* Texte fourni
************

M. le Président, ce gouvernement, chaque fois qu'il a un problème depuis quelques mois, au lieu de prendre le taureau par les cornes, d'agir et de présenter des programmes d'action... Il vient de créer deux structures consultatives. Le Conseil consultatif de la jeunesse. Pourquoi? Parce qu'il ne voulait rien faire pour les jeunes. Il leur a créé un suçon de court terme. Amusez-vous, consultez-vous, dites-nous quels seraient vos besoins! Dites-nous donc quelles sont vos aspirations! C'est cela qu'il a dit aux jeunes. Et là, certains jeunes on dit: Ouais! On a une structure, au moins, j'espère qu'avec cette structure, on va aboutir à quelque chose. Moi, je dis aux jeunes: Vous allez aboutir à quelque chose quand on aura changé de gouvernement. Vous pouvez toujours vous amuser en consultation si vous voulez, cela ne vous donnera rien avec ce gouvernement. (15 h 40)

Qu'est-ce qu'ils ont fait quand ils ont vu que les familles québécoises s'agitaient? Ils ont dit: II faudrait bien les calmer. Notre conseil général a dit: Cela bouge un peu dans les associations de famille. Il faudrait que vous produisiez vite, M. le ministre. Il a réussi à asseoir deux fonctionnaires et ils ont accouché d'un petit texte en disant: À moyen et long terme, vous aurez peut-être quelque chose. C'est à peu près cela, le texte. On a dit: C'est beau, c'est fin, on vous aime bien; les familles, c'est beau, il faut croire à cela, les parents, les enfants, la relation, les liaisons, c'est fantastique. Ils ont dit: Tiens, calmez-vous, le Conseil de la famille. C'est cela qu'ils ont.

************

* Informations affichées
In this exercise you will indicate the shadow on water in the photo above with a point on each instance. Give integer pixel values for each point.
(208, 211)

************

* Votre objectif
Recopiez tout le passage du texte fourni, de « Qu'est-ce qu'ils ont » jusqu'à « cela qu'ils ont. », en y remplaçant « fonctionnaires » par « employés ». Les lignes n'ont aucun rôle à jouer ici.

* Réponse attendue
Qu'est-ce qu'ils ont fait quand ils ont vu que les familles québécoises s'agitaient? Ils ont dit: II faudrait bien les calmer. Notre conseil général a dit: Cela bouge un peu dans les associations de famille. Il faudrait que vous produisiez vite, M. le ministre. Il a réussi à asseoir deux employés et ils ont accouché d'un petit texte en disant: À moyen et long terme, vous aurez peut-être quelque chose. C'est à peu près cela, le texte. On a dit: C'est beau, c'est fin, on vous aime bien; les familles, c'est beau, il faut croire à cela, les parents, les enfants, la relation, les liaisons, c'est fantastique. Ils ont dit: Tiens, calmez-vous, le Conseil de la famille. C'est cela qu'ils ont.